▶ DESCRIPTION OF THE TASK:
Return the lines below unchanged, copying every record in full.

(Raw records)
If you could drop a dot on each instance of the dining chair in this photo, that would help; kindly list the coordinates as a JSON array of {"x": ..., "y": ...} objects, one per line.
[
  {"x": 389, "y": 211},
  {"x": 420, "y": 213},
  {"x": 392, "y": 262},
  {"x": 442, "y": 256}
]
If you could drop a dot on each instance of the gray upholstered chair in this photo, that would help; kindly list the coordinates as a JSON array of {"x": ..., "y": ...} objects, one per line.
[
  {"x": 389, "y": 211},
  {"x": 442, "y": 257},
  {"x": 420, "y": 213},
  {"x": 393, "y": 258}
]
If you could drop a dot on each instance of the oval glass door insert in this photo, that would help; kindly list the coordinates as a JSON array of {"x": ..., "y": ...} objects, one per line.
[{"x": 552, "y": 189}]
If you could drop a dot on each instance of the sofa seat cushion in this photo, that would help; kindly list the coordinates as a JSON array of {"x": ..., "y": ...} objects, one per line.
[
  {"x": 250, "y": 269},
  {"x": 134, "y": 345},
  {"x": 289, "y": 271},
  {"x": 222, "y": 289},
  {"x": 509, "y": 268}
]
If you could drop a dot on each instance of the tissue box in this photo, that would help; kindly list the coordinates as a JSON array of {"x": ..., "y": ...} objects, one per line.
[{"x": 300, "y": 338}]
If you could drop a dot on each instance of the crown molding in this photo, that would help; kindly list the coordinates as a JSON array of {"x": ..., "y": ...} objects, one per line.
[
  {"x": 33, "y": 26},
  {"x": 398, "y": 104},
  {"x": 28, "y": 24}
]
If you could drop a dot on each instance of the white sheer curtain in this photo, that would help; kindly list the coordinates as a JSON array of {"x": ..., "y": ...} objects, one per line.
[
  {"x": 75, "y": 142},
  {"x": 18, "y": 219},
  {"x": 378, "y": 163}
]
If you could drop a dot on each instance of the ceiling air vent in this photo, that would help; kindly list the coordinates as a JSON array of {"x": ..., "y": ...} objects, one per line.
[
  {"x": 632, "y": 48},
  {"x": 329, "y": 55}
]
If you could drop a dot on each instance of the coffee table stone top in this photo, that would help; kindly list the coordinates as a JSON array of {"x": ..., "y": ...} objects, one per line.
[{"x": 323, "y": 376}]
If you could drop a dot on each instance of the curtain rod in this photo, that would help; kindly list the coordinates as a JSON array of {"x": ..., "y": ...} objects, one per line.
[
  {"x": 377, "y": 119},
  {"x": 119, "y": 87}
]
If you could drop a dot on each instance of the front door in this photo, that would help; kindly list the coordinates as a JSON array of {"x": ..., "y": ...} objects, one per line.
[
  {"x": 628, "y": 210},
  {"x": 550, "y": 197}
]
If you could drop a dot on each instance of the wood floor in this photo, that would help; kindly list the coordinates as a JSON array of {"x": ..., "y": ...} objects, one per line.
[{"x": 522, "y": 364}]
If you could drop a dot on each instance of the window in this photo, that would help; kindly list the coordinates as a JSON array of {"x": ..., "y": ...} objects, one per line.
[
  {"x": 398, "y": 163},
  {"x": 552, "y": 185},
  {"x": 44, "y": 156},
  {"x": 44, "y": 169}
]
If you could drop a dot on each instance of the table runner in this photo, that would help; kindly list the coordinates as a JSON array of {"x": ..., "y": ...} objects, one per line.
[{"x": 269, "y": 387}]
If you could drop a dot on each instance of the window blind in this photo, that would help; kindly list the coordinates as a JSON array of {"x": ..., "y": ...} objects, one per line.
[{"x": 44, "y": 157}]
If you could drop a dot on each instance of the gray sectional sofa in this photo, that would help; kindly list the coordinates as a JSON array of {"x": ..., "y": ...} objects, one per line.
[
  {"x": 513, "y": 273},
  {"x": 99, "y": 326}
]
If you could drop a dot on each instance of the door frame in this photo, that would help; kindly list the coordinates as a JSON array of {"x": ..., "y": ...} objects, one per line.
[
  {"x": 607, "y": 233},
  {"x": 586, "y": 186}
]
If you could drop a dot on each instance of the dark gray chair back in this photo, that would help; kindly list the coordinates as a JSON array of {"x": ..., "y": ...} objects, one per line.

▶ SOLUTION:
If you could drop a dot on each instance of the dining chair in this photo, that would help; kindly list the coordinates as a JSON array of {"x": ..., "y": ...} objects, one per line.
[
  {"x": 389, "y": 211},
  {"x": 420, "y": 213},
  {"x": 392, "y": 262},
  {"x": 442, "y": 256}
]
If you could drop a dot on each instance of the gray upholstered chair in this photo, that would help; kindly list the coordinates as a JSON array of {"x": ..., "y": ...} objects, one per line.
[
  {"x": 389, "y": 211},
  {"x": 442, "y": 257},
  {"x": 420, "y": 213},
  {"x": 393, "y": 258}
]
If you could drop a dot on each instance of the oval glass door insert in this photo, that would help; kindly list the coordinates as a JSON array of {"x": ..., "y": ...} objects, one per line.
[{"x": 552, "y": 189}]
If you could drop a dot on each instance of the sofa seat cushion in this photo, that would help; kindly list the coordinates as a JSON array of {"x": ..., "y": ...} objects, one per line.
[
  {"x": 250, "y": 269},
  {"x": 134, "y": 345},
  {"x": 289, "y": 271},
  {"x": 222, "y": 289},
  {"x": 509, "y": 268}
]
If you could drop a dot on each instance of the tissue box in this photo, that would help; kindly list the coordinates as a JSON array of {"x": ..., "y": ...} objects, one per line.
[{"x": 300, "y": 338}]
If you could drop a dot on each instance of the crown molding in this photo, that would help; kindly list the coordinates as a JSON array of {"x": ..., "y": ...} objects, one per line.
[
  {"x": 33, "y": 26},
  {"x": 398, "y": 104},
  {"x": 28, "y": 24}
]
If you could drop a dot on each instance of the white sheer curtain in this photo, that would help; kindly list the coordinates as a JSON array of {"x": ..., "y": ...} objects, one per line.
[
  {"x": 75, "y": 142},
  {"x": 18, "y": 219},
  {"x": 378, "y": 163}
]
If you could drop a dot on each instance of the ceiling air vent in this photo, that would help; kindly list the coordinates as a JSON array of {"x": ..., "y": ...} objects, one per line.
[
  {"x": 632, "y": 48},
  {"x": 329, "y": 55}
]
If you could drop a dot on each instance of the coffee table stone top in this photo, that would help; kindly list the coordinates as a JSON array of {"x": ..., "y": ...} objects, one per line.
[{"x": 323, "y": 376}]
If you could drop a dot on each instance of the curtain rod in this photo, that would help; kindly list the coordinates as a JSON array of {"x": ..., "y": ...} objects, one per line.
[
  {"x": 377, "y": 119},
  {"x": 119, "y": 87}
]
If you could drop a dot on each instance of the front door in this photo, that would help; kindly list the coordinates as a JSON array of {"x": ..., "y": ...} objects, one per line.
[
  {"x": 628, "y": 210},
  {"x": 550, "y": 197}
]
If you could drop a dot on each instance of the wood floor in this photo, that would help; kindly list the coordinates as a JSON array of {"x": ..., "y": ...} objects, one per line.
[{"x": 522, "y": 364}]
If you could drop a dot on each instance of the window in this photo, that would help; kindly list the coordinates as a JSON array of {"x": ..., "y": ...} objects, one per line.
[
  {"x": 398, "y": 163},
  {"x": 552, "y": 185},
  {"x": 44, "y": 156},
  {"x": 44, "y": 169}
]
If you could drop a dot on each instance of the table runner in this photo, that would help; kindly list the coordinates as a JSON array of {"x": ..., "y": ...} objects, one per line.
[{"x": 269, "y": 387}]
If you could drop a dot on each instance of the window blind in this photo, that would help; kindly list the coordinates as a JSON array of {"x": ..., "y": ...} objects, one per line.
[{"x": 44, "y": 157}]
If you could drop a dot on each instance of the gray sectional sofa in this photo, that would help; kindly list the coordinates as a JSON array of {"x": ..., "y": ...} objects, one per line.
[
  {"x": 513, "y": 273},
  {"x": 99, "y": 326}
]
If you could drop a dot on each instance of the door frame in this photo, that would help; kindly list the coordinates as a JSON array of {"x": ..., "y": ...} objects, one per line.
[
  {"x": 607, "y": 233},
  {"x": 586, "y": 186}
]
If you could drop a dot on each instance of the dark gray chair back in this photo, that would help; kindly list the coordinates as a JSON array of {"x": ..., "y": ...} objects, one per line.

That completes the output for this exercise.